# STATED TASK
Every entry that follows should be reproduced exactly.

===== RECORDS TO USE =====

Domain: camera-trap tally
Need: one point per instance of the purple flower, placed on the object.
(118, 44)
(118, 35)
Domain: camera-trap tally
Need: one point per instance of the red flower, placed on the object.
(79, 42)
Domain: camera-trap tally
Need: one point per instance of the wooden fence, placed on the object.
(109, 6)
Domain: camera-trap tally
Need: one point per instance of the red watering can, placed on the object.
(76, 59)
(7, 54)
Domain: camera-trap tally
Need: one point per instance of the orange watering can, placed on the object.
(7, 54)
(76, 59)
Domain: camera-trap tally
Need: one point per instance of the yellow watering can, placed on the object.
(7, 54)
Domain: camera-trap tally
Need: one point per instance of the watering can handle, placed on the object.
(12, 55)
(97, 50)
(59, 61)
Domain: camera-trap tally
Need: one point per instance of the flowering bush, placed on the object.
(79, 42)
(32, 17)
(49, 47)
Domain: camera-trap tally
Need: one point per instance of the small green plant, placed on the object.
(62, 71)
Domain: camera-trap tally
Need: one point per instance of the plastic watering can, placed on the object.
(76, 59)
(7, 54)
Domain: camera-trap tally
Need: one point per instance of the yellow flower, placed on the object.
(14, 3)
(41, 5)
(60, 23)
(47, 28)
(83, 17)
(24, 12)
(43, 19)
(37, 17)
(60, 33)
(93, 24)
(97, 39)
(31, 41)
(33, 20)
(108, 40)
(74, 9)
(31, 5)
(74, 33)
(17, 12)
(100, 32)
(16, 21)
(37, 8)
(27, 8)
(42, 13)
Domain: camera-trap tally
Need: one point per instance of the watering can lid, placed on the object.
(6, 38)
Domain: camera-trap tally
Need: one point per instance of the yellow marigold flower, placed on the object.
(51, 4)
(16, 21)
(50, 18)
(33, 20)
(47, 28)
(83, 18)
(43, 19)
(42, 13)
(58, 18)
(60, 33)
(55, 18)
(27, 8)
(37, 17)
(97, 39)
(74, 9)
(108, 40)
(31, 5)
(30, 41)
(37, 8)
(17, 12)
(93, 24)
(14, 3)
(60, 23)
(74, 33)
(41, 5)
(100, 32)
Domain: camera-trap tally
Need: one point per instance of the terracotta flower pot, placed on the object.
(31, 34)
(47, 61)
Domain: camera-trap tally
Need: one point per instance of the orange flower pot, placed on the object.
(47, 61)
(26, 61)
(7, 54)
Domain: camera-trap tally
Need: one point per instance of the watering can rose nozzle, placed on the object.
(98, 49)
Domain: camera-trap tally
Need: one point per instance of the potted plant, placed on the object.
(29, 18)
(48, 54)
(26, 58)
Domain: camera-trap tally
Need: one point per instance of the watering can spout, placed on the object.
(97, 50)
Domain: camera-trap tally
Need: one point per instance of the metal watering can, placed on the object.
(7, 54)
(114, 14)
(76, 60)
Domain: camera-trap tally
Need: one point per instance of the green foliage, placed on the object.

=====

# WRITTEN SOLUTION
Domain: camera-trap tally
Need: one point per instance of the purple flower, placed on the object.
(118, 44)
(118, 35)
Domain: camera-trap tally
Need: one point per instance of the red flower, placed on the object.
(79, 42)
Domain: camera-trap tally
Need: one point per instance of the wooden fence, placed on the object.
(109, 6)
Domain: camera-trap tally
Need: one point per instance of the red watering can, placed on the object.
(76, 59)
(7, 54)
Domain: camera-trap tally
Need: one point per instance of the orange watering can, placed on the object.
(7, 54)
(76, 59)
Domain: camera-trap tally
Need: one point per instance of the yellow watering can, placed on the object.
(7, 54)
Domain: camera-trap tally
Need: one point per instance of the watering can handle, placed on the object.
(12, 55)
(97, 50)
(59, 61)
Domain: camera-trap tally
Need: one point per instance of the flowering bush, placed on the object.
(79, 42)
(32, 17)
(49, 47)
Domain: camera-trap tally
Need: one point per instance of the small green plant, placed on the object.
(62, 71)
Domain: camera-trap tally
Need: one point per instance of the plastic watering can, placed on the object.
(76, 59)
(7, 54)
Domain: camera-trap tally
Need: one point per instance of the yellow flower, placed on the object.
(14, 3)
(41, 5)
(60, 23)
(47, 28)
(83, 17)
(24, 12)
(43, 19)
(37, 17)
(60, 33)
(93, 24)
(97, 39)
(31, 41)
(33, 20)
(108, 40)
(74, 9)
(31, 5)
(74, 33)
(17, 12)
(100, 32)
(16, 21)
(37, 8)
(27, 8)
(42, 13)
Domain: camera-trap tally
Need: one point per instance of the watering can lid, placed on the object.
(6, 38)
Domain: camera-trap tally
Need: one point per instance of the yellow marigold flower, placed on the object.
(51, 4)
(16, 21)
(50, 18)
(33, 20)
(47, 28)
(83, 18)
(43, 19)
(42, 13)
(58, 18)
(60, 33)
(55, 18)
(27, 8)
(37, 17)
(97, 39)
(74, 9)
(108, 40)
(31, 5)
(30, 41)
(37, 8)
(17, 12)
(93, 24)
(14, 3)
(60, 23)
(74, 33)
(41, 5)
(100, 32)
Domain: camera-trap tally
Need: one point per instance of the terracotta flower pot, placed on the object.
(31, 34)
(47, 61)
Domain: camera-trap tally
Need: one point per instance of the orange flower pot, placed on the object.
(47, 61)
(26, 61)
(7, 54)
Domain: camera-trap tally
Need: one point per instance of the watering can rose nozzle, placed on the object.
(98, 49)
Domain: camera-trap tally
Need: one point per instance of the potted plant, placed on the object.
(29, 18)
(48, 54)
(26, 58)
Domain: camera-trap tally
Need: one point per instance of the watering can spout, placed on the object.
(97, 50)
Domain: camera-trap tally
Need: one point per instance of the metal watering can, placed on the object.
(7, 54)
(114, 14)
(76, 60)
Domain: camera-trap tally
Need: one point per instance of the green foliage, placed on the object.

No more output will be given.